[[ Task data open ]]
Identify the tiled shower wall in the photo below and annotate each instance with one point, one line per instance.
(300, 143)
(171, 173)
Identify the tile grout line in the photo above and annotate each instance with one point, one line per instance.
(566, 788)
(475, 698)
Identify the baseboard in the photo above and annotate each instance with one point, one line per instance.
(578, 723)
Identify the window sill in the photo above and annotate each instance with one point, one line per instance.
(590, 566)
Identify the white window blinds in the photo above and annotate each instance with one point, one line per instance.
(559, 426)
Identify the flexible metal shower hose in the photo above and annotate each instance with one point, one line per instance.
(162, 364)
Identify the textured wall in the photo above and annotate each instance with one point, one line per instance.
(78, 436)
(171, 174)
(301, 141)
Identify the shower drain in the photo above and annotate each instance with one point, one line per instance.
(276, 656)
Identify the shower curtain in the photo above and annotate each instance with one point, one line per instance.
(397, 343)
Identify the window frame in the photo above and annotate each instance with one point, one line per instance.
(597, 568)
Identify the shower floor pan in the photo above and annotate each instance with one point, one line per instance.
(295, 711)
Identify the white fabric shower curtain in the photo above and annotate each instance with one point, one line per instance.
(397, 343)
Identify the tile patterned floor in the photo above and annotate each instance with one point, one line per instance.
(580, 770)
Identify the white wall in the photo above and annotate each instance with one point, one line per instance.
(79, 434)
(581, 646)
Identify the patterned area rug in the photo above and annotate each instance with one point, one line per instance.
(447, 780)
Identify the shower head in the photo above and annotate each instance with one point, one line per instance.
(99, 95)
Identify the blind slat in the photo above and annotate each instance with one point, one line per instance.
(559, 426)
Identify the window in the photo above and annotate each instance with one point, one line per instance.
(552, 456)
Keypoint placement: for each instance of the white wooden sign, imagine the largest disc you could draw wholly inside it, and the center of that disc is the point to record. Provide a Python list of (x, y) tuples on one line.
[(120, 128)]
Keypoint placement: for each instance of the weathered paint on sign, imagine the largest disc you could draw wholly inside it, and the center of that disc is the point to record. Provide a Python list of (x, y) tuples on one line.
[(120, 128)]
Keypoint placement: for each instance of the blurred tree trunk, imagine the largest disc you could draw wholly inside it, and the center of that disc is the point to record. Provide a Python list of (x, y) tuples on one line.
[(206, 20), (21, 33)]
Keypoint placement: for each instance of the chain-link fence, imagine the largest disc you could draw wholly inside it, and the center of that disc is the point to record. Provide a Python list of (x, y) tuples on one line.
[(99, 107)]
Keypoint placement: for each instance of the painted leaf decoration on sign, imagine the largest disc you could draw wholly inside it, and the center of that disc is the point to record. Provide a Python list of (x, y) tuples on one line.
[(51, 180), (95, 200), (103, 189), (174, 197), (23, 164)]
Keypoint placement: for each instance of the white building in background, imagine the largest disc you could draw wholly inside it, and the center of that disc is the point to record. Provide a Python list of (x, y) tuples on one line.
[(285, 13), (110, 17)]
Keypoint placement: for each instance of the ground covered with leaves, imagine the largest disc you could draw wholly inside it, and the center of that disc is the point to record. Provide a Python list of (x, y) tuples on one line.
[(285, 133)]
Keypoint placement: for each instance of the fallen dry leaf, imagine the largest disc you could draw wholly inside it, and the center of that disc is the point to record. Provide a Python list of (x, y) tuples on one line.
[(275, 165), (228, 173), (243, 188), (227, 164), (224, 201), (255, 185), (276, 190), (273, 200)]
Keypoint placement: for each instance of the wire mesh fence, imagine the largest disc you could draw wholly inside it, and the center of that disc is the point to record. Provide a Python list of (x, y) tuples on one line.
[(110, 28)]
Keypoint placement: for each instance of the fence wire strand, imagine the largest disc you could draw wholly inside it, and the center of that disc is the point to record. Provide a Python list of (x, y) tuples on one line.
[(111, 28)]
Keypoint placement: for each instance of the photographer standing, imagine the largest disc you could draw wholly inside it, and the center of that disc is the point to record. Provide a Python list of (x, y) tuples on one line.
[[ Task data closed ]]
Work instruction —
Write out the listing above, keeping every word exactly.

Result for this task —
Identify the tiled shower wall in the photo below and annotate each instance with one point, one line per instance.
(300, 143)
(171, 173)
Identify the tile grout line in the photo above and annotate each instance with one point, one line per instance.
(566, 788)
(475, 698)
Identify the baseboard in the photo above and annotate each instance with one point, one line per instance.
(578, 723)
Identify the window sill in the photo above and annotate each instance with one point, one line per instance.
(590, 566)
Identify the white window blinds in the photo above and annotate each instance with one point, one line per instance.
(559, 426)
Identify the flexible metal shower hose in the photo above and annotate each instance with one point, one line per instance.
(162, 364)
Identify the textured wall in the photo above and annotate each instance with one point, one line per instance.
(78, 436)
(171, 174)
(301, 141)
Identify the shower drain in the photo above and annotate each instance with one point, one line per instance.
(276, 656)
Identify the shower curtain in the photo above and annotate each instance with one point, one line per instance.
(397, 343)
Identify the window frame in the photo above and annotate each instance with one point, one line per instance.
(597, 568)
Identify the shower floor pan in the photo above and annotate each instance with one point, one line per instance.
(295, 711)
Identify the white fabric shower curtain in the photo above and annotate each instance with one point, one line per instance.
(397, 343)
Identify the tile patterned floor in the photo above and annotate each instance with one point, one line per instance.
(580, 770)
Identify the white wall in the photo above and annotate each instance with one point, one line per instance.
(79, 434)
(581, 646)
Identify the patterned area rug in the photo above and annotate each instance with one point, one line per instance.
(447, 780)
Identify the shower head in the photo above and annotate each instance with one point, one line per instance.
(99, 95)
Identify the blind slat in the photo above and annotate each instance with one point, one line per instance.
(559, 426)
Identify the window in the photo above and annotate each instance with one point, one line per instance.
(552, 456)
Keypoint placement: for each instance of the white wooden sign, imagine the largest disc you could draw wholly inside it, and the center of that disc is the point to record. Provide a Python list of (x, y) tuples on one line.
[(120, 128)]
Keypoint placement: for each instance of the weathered paint on sign, imagine the largest disc you could draw wholly inside it, and the center of that disc is the point to record. Provide a Python list of (x, y) tuples on one line.
[(120, 128)]
Keypoint placement: for each instance of the blurred tree trunk, imagine the largest disc you could draw wholly inside it, and the center of that disc is the point to record. Provide a Python list of (x, y) tuples on one line.
[(206, 20), (21, 33)]
Keypoint placement: for each instance of the chain-link fence, imagine the largest disc you could draw wholly inside it, and the center of that disc is the point to record. Provide a Python list of (x, y) tuples on one line.
[(99, 107)]
Keypoint placement: for each instance of the painted leaf decoration on sign, imagine the largest disc you could draw wholly inside it, and the center of that disc is the point to record. Provide a Python list of (x, y) tuples on one line.
[(51, 180), (95, 200), (103, 189), (174, 197), (23, 164)]
Keypoint placement: for each instance of the white building in background, imagine the largest disc you could draw wholly inside it, and the center of that disc is the point to record. Provide a Python list of (x, y) tuples on one line.
[(285, 13), (110, 17)]
Keypoint placement: for each instance of the ground covered with leaves, imagine the largest disc you could draw wholly inside it, and the center of that disc is the point to record. Provide a Python list of (x, y) tuples on one line.
[(285, 133)]
Keypoint placement: for each instance of the fallen dry leaf, imagine the largest disc you could draw wholly inside it, and the center of that disc is the point to record. Provide a Python list of (x, y) tuples on one line.
[(275, 165), (228, 173), (243, 188), (227, 164), (224, 201), (255, 185), (276, 190), (273, 200)]
Keypoint placement: for each instance of the wire mesh fence, imagine the largest disc you could draw wholly inside it, and the center of that disc is the point to record. Provide a Python list of (x, y) tuples on one line.
[(110, 28)]
Keypoint placement: for each instance of the fence wire strand, imagine the largest disc you could draw wholly inside it, and the center of that disc is the point to record. Provide a Python list of (x, y) tuples on one line.
[(111, 28)]
Keypoint placement: for each instance of the photographer standing, imagine the largest disc you could draw wholly inside it, and the center of that disc is the point to record. Provide a Python list of (x, y) tuples on one line.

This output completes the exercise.